Rabu, 25 Maret 2020

Makalah Realitas Kepemimpinan di Negara Muslim


BAB I
PENDAHULUAN
A. Latar Belakang
        Dalam banyak pandangan, terutama bagi setiap Muslim bahwa Islam adalah agama yang kaffah. Kaffah yang dalam definisi sederhana berarti menyeluruh atau meliputi semua hal tentang kehidupan manusia. Dalam hal ini Islam berarti agama yang meenyediakan berbagai aturan hidup bagi seluruh umat manusia, tanpa terkecuali. Islam dengan demikian bukan hanya dipandang sebagai konsep semata, yang berhenti pada tataran pemikiran selayaknya agama sebagai penjaga moralitas dan etika (akherat), namun juga memiliki keluasan kontekstual, termasuk meliputi urusan keduniawian.
        Muslim-muslim sub-benua India, dan selebihnya, bangga dengan asosiasinya dengan Islam. Saran bahwa negara-negara mereka harus diperintah oleh Islam tidaklah jarang dan sangat natural. Dalam konteks sub-benua itu, banyak yang kehilangan nyawanya dalam perjuangan penciptaan tanah air Muslim dan mereka semua yang membuat visi   itu menjadi mungkin dikenang sebagai para pahlawan. Mereka mendukung khilafah di hari-hari terakhirnya dan banyak suara-suara mendukung itu menjadi para pendiri Pakistan itu sendiri. Frustasi terhadap berbagai partai Muslim selama ber-dekade tidak pernah terhadap Islam, tapi terhadap penyalahgunaan dan pencurangan Islam untuk tujuan politis oleh kelompok-kelompok tertentu.

B. Rumusan Masalah
1. Apa pengertian Kepemimpinan Islam ?

**Data Entri**

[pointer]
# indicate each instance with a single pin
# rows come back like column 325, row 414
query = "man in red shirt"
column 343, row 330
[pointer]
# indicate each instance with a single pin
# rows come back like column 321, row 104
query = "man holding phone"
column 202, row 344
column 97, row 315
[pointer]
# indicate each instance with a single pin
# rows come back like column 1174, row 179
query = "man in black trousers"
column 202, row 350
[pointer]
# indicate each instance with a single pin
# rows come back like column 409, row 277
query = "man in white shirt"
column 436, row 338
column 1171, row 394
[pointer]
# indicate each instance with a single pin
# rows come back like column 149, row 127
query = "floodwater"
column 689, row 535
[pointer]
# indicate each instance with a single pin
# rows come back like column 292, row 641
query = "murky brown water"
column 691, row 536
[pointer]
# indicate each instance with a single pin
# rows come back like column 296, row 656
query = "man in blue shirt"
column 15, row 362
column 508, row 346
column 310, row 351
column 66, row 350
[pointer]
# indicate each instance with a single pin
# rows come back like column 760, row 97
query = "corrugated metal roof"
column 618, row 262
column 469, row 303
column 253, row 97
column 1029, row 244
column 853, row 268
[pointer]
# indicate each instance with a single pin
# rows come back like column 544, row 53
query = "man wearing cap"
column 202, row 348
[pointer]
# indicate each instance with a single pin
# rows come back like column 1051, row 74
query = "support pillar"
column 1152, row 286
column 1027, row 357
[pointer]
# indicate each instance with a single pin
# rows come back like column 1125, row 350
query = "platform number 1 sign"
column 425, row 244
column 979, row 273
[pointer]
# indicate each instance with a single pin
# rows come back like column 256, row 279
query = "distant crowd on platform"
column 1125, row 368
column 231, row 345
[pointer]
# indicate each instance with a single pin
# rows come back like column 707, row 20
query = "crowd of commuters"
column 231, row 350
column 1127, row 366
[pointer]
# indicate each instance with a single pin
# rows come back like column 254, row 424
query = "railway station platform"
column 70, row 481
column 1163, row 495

**Soal**
Lanjutkan makalah tentang realitas kepemimpinan di negara Muslim, dimulai setelah kalimat terakhir yang ditampilkan.

**Jawaban**
2. Bagaimana realita Kepemimpian Islam di Indonesia ?


BAB II
PEMBAHASAN
A. Pengertian Kepemimpinan Islam
       Dalam Islam istilah kepemimpinan dikenal dengan istilah khilafah, imamah, dan ulil amri juga ada istilah ra’in. Kata khalifah mengandung makna ganda. Di satu pihak khalifah diartikan diartikan sebagai kepala negara dalam pemerintahan dan kerajaan islam di masa lalu, yang dalam konteks kerajaan pengertiannnya sama dengan sulthan. Selain itu dikenal pula istilah khalifatur Rasul atau khalifatun nubuwwah yaitu pengganti Nabi sebagai pembawa risalah atau syariat, memberantas kedhaliman dan menegakkan keadilan. Firman Allah dalam surat al-Baqarah ayat 30 berikut :
2:30
Artinya : Dan (ingatlah) tatkala Tuhan engkau berkata kepada Malaikat : Sesungguhnya Aku hendak menjadikan di bumi seorang khalifah. Berkata mereka : Apakah Engkau hendak menjadikan padanya orang yang merusak di dalam nya dan menumpahkan darah, padahal kami bertasbih dengan memuji Engkau dan memuliakan Engkau ? Dia berkata : Sesungguhnya Aku lebih mengetahui apa yang tidak kamu ketahui.
       Dari firman Allah SWT tersebut dijelaskan bahwasanya tidak sekedar menunjuk pada para khalifah pengganti Rasulullah, tetapi adalah penciptaan manusia yang diberi tugas untuk memakmurkan bumi. Tugasnya adalah menyeru dan menyuruh orang lain berbuat amar ma’ruf nahi munkar. Dalam surat Yunus ayat 4 dijelaskan bahwa perbuatan manusia yang disebut kepemimpinan tidak pernah lepas dari perhatian dan penilaian Allah. Oleh karena itu    secara spiritual kepemimpinan harus diartikan sebagai kemampuan melaksanakan perintah dan meninggalkan larangan Allah baik secara bersama-sama maupun perseorangan. Kepemimpinan dalam arti spiritual tiada lain daripada ketaatan atau kemampuan mentaati perintah dan larangan Allah dan RasulNya dalam semua aspek Kehidupan.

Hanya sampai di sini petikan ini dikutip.